■ **Problem set**:
(a) In the blog post below about Avenue Magazine's launch event, where was the magazine launch held?
(b) Name every person the blog post below about Avenue Magazine's launch event lists as sitting on this year's judges' panel.

■ **Supplied text**:
Sunday, March 18, 2012

Cross-posted from Calgary is Awesome.

Getting ready to eat a beef heart meatball

I was one of the lucky few to have been invited to Avenue Magazine's Best Restaurant/Food Issue launch event a couple weeks ago!

Every year, Avenue Magazine compiles a list of Calgary's Top 10 restaurants overall, and also names the best restaurants in a handful of other categories, including Best Brunch, Best Seafood, etc. My friends Gwendolyn, Dan and Julie sat on the judges' panel this year, along with well-known Calgary restaurant critic John Gilchrist, Avenue editor (-in-chief) Käthe Lemon and Avenue executive editor Jennifer Hamilton.

The magazine launch (and announcement of the Top 10 winners!) was held at the Bradlee Distributors showroom, an odd but fitting choice for a venue - Bradlee is an appliance wholesaler, and I couldn't help admire their integrated fridges, convection ovens and gas ranges as the chefs from the Top 4 restaurants - Brava Bistro, NOtaBLE, CHARCUT and Rouge - prepared their dishes in the demo kitchens around the space. For beverages, Divino (another Top 10 restaurant!) brought along a few types of wine to try, while Phil & Sebastian set up one of their famous pop-ups.

■ **Excerpted records**:
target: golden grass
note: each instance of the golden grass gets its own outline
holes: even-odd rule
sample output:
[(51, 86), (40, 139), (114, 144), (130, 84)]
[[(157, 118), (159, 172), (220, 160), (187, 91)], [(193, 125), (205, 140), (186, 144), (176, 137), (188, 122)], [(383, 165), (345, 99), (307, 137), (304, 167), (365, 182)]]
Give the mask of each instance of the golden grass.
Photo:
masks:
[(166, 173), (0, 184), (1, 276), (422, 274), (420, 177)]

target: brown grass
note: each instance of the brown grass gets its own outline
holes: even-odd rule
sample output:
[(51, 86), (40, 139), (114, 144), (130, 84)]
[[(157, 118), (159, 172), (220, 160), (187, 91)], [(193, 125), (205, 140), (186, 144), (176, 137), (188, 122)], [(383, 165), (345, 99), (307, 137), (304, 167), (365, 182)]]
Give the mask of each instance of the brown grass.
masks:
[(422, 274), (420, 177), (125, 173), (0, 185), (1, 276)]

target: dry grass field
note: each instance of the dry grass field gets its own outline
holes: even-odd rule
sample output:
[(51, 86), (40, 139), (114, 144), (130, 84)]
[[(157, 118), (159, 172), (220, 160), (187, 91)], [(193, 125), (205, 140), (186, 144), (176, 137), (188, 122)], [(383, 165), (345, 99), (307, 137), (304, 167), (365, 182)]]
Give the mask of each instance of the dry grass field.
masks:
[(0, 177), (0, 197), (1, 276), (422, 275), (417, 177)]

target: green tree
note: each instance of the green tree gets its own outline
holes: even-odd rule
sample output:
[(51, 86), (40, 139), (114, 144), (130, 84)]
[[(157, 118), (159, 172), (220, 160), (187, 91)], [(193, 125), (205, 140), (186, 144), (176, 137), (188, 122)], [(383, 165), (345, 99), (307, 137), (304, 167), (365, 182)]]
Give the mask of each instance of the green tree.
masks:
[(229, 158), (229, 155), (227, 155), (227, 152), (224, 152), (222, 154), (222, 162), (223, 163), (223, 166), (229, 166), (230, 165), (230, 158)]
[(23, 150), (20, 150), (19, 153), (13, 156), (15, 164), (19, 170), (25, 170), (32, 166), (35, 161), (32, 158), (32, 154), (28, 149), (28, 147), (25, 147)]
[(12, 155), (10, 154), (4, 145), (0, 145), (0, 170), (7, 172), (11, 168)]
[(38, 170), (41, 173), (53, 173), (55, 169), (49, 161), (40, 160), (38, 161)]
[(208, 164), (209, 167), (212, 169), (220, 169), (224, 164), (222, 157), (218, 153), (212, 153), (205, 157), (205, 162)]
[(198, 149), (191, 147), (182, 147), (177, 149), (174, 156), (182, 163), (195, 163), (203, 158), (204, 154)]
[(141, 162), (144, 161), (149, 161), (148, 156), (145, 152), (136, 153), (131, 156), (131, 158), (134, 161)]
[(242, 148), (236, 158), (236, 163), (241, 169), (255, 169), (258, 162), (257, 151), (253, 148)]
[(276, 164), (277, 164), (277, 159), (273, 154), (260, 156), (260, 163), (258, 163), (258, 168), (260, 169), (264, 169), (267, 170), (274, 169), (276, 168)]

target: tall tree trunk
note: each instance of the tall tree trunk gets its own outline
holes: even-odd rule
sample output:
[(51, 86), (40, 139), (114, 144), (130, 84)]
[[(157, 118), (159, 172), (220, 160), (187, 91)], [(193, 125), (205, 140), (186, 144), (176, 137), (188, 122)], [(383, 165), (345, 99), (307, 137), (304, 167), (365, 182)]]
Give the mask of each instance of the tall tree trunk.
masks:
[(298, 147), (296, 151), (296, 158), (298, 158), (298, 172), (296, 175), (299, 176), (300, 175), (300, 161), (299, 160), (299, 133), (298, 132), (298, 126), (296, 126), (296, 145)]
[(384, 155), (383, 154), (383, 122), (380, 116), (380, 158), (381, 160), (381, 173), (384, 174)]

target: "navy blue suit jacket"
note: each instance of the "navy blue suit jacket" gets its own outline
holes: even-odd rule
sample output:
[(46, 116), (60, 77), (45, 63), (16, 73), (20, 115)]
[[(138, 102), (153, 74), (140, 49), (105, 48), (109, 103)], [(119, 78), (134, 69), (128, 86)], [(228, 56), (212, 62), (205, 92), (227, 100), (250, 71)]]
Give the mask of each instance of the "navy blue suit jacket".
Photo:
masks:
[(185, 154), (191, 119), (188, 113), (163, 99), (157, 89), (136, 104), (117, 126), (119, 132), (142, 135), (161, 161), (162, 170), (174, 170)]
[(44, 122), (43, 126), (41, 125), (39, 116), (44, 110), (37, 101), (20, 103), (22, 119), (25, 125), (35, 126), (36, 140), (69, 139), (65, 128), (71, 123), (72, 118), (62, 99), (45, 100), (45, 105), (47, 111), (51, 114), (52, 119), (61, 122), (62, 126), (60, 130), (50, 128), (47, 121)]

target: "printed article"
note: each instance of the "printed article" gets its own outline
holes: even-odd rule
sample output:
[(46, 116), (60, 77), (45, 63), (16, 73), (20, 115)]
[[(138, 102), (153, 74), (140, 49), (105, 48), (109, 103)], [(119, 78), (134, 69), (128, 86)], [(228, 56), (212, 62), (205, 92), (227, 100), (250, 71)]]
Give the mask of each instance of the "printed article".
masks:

■ **Solutions below**:
(a) The Bradlee Distributors showroom

(b) Gwendolyn, Dan, Julie, John Gilchrist, Käthe Lemon, Jennifer Hamilton